▶ _Selection_
- - - -

Quaternions are mathematical operators that are used to rotate and stretch vectors. This article provides an overview to aid in understanding the need for quaternions in applications like space navigation.

Accurately locating, shifting, and rotating objects in space can be done in a variety of ways. The more familiar and easy to visualize roll, pitch, and yaw are limited and should be replaced in certain cases with the more robust quaternion. As the position and orientation of the object change, a mathematical device known as a quaternion is used to rotate and scale the original vector.

Objects in a three-dimensional space can be located in a coordinate system with three numbers that extend from the origin of the coordinate system to a point in space, creating a position $$\textbf{r}=(x,y,z)$$ vector. If the position of the object changes, the vector will be in a new location and perhaps be of a new length. We need a way to measure or calculate the changes between two vectors.

The Problem with Roll, Pitch, and Yaw

Most readers are likely aware that objects that rotate through space can be described by their angle of rotation along three axes. Any rotation in space can be described by a combination of these rotations.

Gimbals above provide yaw, roll, and pitch movements. Image credit: Mark Hughes (made with Mathematica)

The rotation axes are not always independent, and solutions are not always unique. It is possible for the plane of two gimbals to align, and a condition known as gimbal lock occurs. In gimbal lock, two of three gimbals are parallel or very nearly parallel, and what began as three degrees of freedom (yaw, pitch, and roll) reduces to two degrees of freedom—two axes of rotation can describe the same rotational motion. At the same time, one degree of freedom is lost and that information disappears. Once gimbal lock occurs, it is impossible to reorient the axes without an external reference.

When the green circle is aligned or close to aligned with the red circle, movements of the red circle and the blue circle coincide and "gimbal-lock" occurs. Image credit: Mark Hughes.

You might remember hearing the term gimbal lock from the movie about the Apollo 13 mission. Had gimbal lock occurred after the explosion, the astronauts' inertial measurement unit would have lost track of their position in the celestial sphere, negatively affecting their already desperate situation.

Now for a look at the mathematics behind gimbal lock.

***Note to readers: To maintain readability on small devices, all instances of cos(x) have been replaced with Cx, and all instances of sin(x) replaced with Sx. You can view the full equations by clicking on the images.

Rotating a vector $$\textbf{r}=(x, y, z)$$ around a single axis requires a rotation matrix. The three-axis gimbal shown above has three axes that correspond to three rotation matrices.

Shown above are three separate 3×3 transformation matrices. (A z-y-z transformation around angles α, β, γ)

Mathematically, a 3×3 rotation matrix is the product of three sequential rotations.

- - - -

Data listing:
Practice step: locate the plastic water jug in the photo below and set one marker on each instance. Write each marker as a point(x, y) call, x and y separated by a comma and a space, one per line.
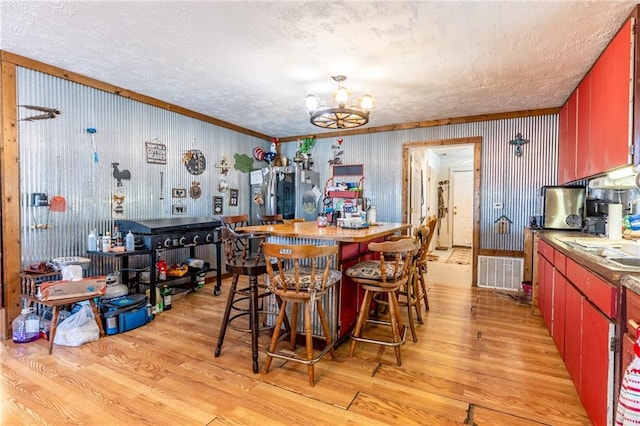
point(129, 242)
point(26, 326)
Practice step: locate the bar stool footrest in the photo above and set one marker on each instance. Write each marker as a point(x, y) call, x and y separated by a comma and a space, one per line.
point(382, 342)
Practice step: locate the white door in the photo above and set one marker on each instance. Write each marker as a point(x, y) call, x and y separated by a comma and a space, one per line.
point(462, 199)
point(417, 195)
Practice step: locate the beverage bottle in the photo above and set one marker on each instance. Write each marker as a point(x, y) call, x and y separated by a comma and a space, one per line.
point(166, 297)
point(130, 242)
point(117, 236)
point(26, 326)
point(106, 242)
point(92, 241)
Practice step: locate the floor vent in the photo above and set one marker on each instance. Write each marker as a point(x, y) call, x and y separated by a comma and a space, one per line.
point(503, 273)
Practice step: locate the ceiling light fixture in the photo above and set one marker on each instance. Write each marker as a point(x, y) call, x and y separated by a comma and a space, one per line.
point(340, 116)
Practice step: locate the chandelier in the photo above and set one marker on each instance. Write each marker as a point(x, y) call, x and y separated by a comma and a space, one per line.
point(340, 116)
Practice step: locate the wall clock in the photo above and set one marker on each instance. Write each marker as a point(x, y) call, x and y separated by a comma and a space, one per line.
point(194, 161)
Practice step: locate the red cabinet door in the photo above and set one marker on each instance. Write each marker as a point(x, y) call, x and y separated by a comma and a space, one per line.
point(572, 135)
point(558, 321)
point(564, 161)
point(583, 157)
point(545, 288)
point(596, 374)
point(610, 104)
point(573, 334)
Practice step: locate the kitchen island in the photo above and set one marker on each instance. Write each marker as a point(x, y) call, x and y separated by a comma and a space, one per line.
point(353, 248)
point(583, 302)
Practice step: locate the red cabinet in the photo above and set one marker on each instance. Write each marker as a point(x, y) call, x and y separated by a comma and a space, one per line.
point(594, 134)
point(611, 103)
point(580, 310)
point(558, 320)
point(583, 141)
point(596, 371)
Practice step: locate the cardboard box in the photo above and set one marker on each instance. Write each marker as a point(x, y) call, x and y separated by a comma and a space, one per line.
point(54, 290)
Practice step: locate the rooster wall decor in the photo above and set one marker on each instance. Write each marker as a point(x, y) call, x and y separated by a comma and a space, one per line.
point(48, 113)
point(120, 175)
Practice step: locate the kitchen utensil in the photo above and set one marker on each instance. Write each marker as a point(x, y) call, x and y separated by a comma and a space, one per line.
point(58, 203)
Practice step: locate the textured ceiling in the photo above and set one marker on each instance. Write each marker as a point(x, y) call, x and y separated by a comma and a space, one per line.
point(251, 63)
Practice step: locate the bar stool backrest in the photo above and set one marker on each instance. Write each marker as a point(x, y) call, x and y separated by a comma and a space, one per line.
point(299, 268)
point(396, 259)
point(266, 219)
point(237, 247)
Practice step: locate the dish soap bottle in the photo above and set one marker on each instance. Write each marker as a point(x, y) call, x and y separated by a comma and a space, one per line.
point(26, 326)
point(129, 242)
point(92, 241)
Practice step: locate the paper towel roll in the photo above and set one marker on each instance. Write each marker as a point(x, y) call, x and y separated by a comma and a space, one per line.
point(614, 222)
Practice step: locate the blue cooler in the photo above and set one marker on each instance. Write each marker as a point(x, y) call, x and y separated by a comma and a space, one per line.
point(124, 313)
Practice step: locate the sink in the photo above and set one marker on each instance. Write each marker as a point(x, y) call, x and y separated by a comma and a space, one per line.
point(633, 262)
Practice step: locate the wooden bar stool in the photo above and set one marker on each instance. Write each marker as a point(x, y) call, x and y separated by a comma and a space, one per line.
point(241, 262)
point(307, 282)
point(270, 219)
point(384, 276)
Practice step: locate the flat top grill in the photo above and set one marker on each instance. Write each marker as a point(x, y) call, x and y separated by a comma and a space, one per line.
point(166, 226)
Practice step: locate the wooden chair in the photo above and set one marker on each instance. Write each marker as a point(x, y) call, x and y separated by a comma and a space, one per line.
point(425, 238)
point(29, 287)
point(266, 219)
point(306, 282)
point(234, 222)
point(386, 275)
point(241, 262)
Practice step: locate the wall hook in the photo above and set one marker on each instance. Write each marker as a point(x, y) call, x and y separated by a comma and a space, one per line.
point(518, 142)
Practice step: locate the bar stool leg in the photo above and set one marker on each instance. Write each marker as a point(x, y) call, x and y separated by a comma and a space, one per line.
point(253, 319)
point(423, 285)
point(325, 328)
point(225, 317)
point(396, 324)
point(362, 318)
point(308, 331)
point(276, 336)
point(294, 327)
point(54, 326)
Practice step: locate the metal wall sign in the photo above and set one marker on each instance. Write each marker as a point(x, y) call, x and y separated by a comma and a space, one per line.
point(156, 152)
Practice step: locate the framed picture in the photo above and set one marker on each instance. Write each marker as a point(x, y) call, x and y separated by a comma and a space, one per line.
point(156, 153)
point(179, 209)
point(217, 205)
point(233, 197)
point(179, 193)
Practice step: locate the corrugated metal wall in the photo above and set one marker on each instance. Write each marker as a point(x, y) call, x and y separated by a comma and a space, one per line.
point(57, 158)
point(506, 178)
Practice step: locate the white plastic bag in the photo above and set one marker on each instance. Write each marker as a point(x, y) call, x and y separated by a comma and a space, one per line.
point(79, 328)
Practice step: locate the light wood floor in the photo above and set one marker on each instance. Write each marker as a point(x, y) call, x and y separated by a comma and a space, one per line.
point(480, 357)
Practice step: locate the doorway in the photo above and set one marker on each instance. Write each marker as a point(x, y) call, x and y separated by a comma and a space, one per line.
point(454, 163)
point(462, 206)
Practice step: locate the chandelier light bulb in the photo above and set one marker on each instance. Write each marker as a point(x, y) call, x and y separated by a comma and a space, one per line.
point(312, 102)
point(366, 103)
point(342, 96)
point(339, 116)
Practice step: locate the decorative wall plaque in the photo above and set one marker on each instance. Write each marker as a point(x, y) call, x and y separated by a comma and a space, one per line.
point(218, 202)
point(156, 153)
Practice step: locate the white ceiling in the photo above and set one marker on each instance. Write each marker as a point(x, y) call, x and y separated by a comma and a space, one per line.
point(251, 63)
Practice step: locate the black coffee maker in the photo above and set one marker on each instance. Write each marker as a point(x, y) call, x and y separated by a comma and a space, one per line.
point(596, 220)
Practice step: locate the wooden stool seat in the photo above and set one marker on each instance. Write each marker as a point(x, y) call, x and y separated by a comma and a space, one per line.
point(241, 262)
point(390, 273)
point(303, 277)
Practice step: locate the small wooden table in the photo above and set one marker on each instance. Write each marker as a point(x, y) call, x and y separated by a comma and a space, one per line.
point(29, 293)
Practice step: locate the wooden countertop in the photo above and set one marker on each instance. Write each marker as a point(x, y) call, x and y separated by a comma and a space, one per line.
point(607, 270)
point(311, 230)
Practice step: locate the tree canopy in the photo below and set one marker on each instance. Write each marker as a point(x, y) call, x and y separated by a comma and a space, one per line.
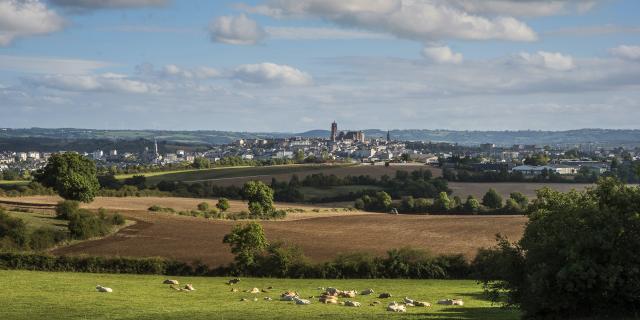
point(73, 176)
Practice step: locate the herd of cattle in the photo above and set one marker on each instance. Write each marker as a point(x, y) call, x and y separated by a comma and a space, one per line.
point(328, 296)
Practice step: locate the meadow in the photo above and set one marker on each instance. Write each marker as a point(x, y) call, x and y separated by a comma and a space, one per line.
point(41, 295)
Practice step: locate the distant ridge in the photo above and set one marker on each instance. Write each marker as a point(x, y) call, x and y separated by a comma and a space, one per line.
point(211, 137)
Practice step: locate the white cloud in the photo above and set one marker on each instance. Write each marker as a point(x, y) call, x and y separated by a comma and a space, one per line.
point(549, 60)
point(107, 4)
point(21, 18)
point(626, 52)
point(310, 33)
point(410, 19)
point(271, 73)
point(50, 65)
point(525, 8)
point(240, 30)
point(107, 82)
point(442, 55)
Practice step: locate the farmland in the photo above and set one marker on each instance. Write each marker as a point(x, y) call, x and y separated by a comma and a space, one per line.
point(322, 235)
point(44, 295)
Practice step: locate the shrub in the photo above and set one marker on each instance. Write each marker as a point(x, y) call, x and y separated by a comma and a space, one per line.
point(203, 206)
point(44, 238)
point(67, 208)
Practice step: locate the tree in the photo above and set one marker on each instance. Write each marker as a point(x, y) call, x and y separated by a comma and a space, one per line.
point(472, 205)
point(492, 199)
point(578, 256)
point(259, 195)
point(71, 175)
point(442, 203)
point(203, 206)
point(223, 204)
point(201, 163)
point(246, 242)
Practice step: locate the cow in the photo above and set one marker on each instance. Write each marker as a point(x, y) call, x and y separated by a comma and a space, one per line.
point(103, 289)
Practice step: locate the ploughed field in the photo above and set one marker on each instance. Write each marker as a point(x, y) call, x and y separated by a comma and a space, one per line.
point(42, 295)
point(322, 235)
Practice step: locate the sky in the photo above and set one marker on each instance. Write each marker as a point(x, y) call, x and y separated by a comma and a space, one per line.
point(297, 65)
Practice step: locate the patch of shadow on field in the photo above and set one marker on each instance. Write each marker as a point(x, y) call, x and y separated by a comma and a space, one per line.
point(457, 313)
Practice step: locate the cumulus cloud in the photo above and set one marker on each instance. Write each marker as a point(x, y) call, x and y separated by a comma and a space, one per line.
point(442, 55)
point(107, 4)
point(549, 60)
point(626, 52)
point(425, 20)
point(271, 73)
point(523, 7)
point(21, 18)
point(238, 30)
point(107, 82)
point(310, 33)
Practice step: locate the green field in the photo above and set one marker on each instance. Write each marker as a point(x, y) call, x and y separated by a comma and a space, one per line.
point(40, 295)
point(311, 192)
point(227, 172)
point(39, 218)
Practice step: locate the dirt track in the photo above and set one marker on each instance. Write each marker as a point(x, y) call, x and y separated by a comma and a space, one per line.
point(321, 236)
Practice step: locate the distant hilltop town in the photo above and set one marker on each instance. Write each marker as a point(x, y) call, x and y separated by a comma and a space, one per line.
point(336, 146)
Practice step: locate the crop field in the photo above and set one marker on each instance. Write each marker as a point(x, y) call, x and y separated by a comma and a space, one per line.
point(322, 235)
point(41, 295)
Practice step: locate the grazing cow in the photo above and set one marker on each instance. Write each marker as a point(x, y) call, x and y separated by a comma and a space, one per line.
point(352, 304)
point(328, 299)
point(301, 301)
point(103, 289)
point(189, 287)
point(347, 294)
point(451, 302)
point(367, 292)
point(288, 296)
point(422, 304)
point(395, 307)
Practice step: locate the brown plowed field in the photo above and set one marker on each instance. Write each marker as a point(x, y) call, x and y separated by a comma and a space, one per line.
point(322, 235)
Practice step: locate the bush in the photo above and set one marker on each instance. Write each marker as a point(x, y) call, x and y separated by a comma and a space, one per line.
point(578, 257)
point(203, 206)
point(67, 208)
point(45, 238)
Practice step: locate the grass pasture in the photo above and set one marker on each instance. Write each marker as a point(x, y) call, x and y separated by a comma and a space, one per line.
point(40, 295)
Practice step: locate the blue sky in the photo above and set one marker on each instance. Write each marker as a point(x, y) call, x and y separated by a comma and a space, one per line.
point(296, 65)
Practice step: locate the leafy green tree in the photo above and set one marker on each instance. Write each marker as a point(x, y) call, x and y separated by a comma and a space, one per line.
point(223, 204)
point(492, 199)
point(201, 163)
point(246, 241)
point(442, 203)
point(260, 197)
point(578, 257)
point(472, 205)
point(520, 199)
point(71, 175)
point(203, 206)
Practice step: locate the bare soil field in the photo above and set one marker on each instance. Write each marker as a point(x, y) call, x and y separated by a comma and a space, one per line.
point(478, 189)
point(322, 236)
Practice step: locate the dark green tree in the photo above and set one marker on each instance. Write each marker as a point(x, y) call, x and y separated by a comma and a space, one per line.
point(246, 242)
point(492, 199)
point(71, 175)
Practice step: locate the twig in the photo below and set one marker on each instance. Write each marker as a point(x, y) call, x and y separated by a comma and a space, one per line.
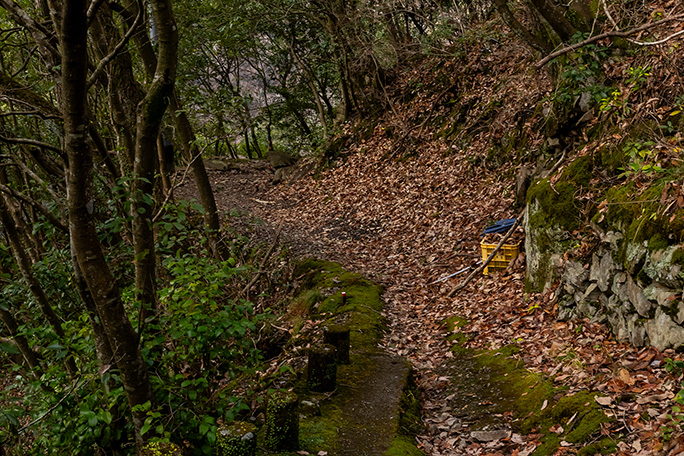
point(639, 43)
point(611, 34)
point(467, 280)
point(453, 275)
point(263, 262)
point(175, 185)
point(51, 409)
point(424, 122)
point(117, 49)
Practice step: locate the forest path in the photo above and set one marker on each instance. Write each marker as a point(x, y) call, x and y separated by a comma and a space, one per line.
point(402, 225)
point(405, 224)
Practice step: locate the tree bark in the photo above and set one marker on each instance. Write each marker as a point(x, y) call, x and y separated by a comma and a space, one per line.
point(150, 114)
point(517, 28)
point(24, 265)
point(85, 242)
point(22, 344)
point(555, 16)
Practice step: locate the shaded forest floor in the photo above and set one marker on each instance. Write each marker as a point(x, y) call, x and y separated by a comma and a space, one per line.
point(405, 204)
point(406, 224)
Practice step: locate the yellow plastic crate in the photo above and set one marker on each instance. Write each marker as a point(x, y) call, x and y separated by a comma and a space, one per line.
point(502, 259)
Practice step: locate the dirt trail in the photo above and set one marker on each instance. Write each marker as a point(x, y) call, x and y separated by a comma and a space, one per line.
point(359, 223)
point(404, 224)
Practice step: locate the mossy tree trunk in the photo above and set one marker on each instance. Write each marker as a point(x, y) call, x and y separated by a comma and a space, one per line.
point(322, 368)
point(282, 422)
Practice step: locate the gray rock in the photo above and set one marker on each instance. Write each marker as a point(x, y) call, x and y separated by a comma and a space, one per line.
point(635, 255)
point(663, 332)
point(665, 297)
point(594, 270)
point(280, 159)
point(575, 275)
point(607, 269)
point(659, 267)
point(490, 436)
point(636, 296)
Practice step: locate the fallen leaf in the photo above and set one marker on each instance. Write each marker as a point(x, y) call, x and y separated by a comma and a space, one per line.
point(603, 400)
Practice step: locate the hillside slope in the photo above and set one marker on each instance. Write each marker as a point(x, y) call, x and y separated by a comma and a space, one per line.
point(408, 195)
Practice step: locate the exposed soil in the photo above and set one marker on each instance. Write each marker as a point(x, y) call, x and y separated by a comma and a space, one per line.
point(406, 224)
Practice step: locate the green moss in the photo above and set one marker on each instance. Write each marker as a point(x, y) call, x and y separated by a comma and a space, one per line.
point(161, 448)
point(403, 446)
point(282, 422)
point(578, 415)
point(499, 378)
point(362, 308)
point(580, 171)
point(557, 205)
point(678, 257)
point(231, 439)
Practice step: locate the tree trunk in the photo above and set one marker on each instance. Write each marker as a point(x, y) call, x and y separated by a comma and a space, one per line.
point(22, 344)
point(24, 265)
point(85, 242)
point(150, 113)
point(555, 16)
point(517, 28)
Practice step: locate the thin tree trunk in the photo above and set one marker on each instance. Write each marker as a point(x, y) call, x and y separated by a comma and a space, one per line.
point(22, 344)
point(555, 16)
point(36, 289)
point(517, 28)
point(85, 242)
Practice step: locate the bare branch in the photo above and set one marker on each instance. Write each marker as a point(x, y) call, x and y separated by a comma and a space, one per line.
point(92, 10)
point(112, 55)
point(31, 142)
point(42, 209)
point(611, 34)
point(28, 113)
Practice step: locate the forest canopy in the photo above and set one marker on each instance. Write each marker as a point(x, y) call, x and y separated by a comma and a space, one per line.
point(126, 312)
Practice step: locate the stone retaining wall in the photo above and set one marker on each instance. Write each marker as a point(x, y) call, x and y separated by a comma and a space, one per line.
point(640, 298)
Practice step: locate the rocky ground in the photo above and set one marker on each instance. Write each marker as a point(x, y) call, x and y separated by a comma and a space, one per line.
point(406, 225)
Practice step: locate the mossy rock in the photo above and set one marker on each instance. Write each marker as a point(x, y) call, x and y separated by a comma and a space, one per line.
point(499, 379)
point(236, 439)
point(161, 448)
point(361, 309)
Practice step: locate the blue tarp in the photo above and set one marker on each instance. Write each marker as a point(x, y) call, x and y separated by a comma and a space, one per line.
point(502, 226)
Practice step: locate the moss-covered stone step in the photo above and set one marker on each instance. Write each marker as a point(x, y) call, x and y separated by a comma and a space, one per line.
point(490, 384)
point(375, 408)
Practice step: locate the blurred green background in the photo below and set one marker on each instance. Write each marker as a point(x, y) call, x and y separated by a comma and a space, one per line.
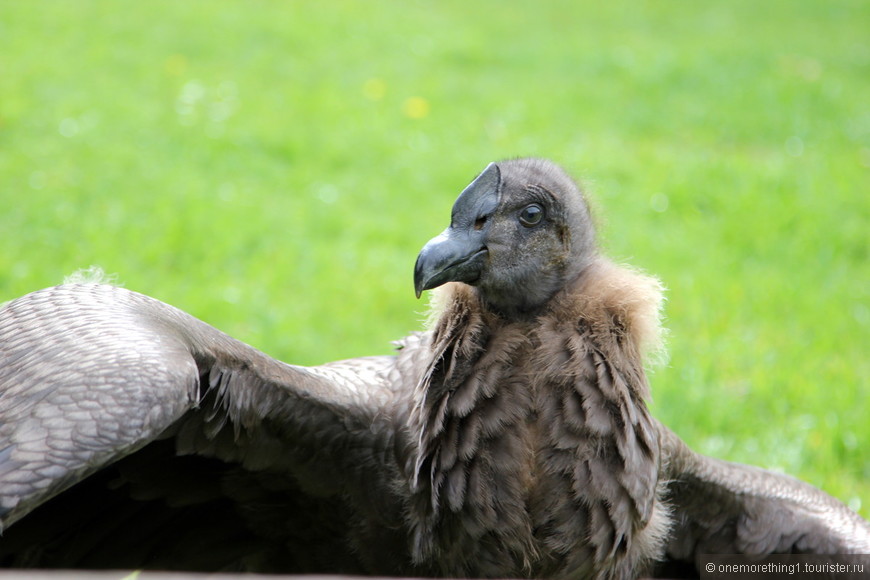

- - - -

▶ _Task goal_
Repeat the part of the quaternion article that begins at the words "Objects in a" and stops after the words "between two vectors.".

▶ _Problem solution_
Objects in a three-dimensional space can be located in a coordinate system with three numbers that extend from the origin of the coordinate system to a point in space, creating a position $$\textbf{r}=(x,y,z)$$ vector. If the position of the object changes, the vector will be in a new location and perhaps be of a new length. We need a way to measure or calculate the changes between two vectors.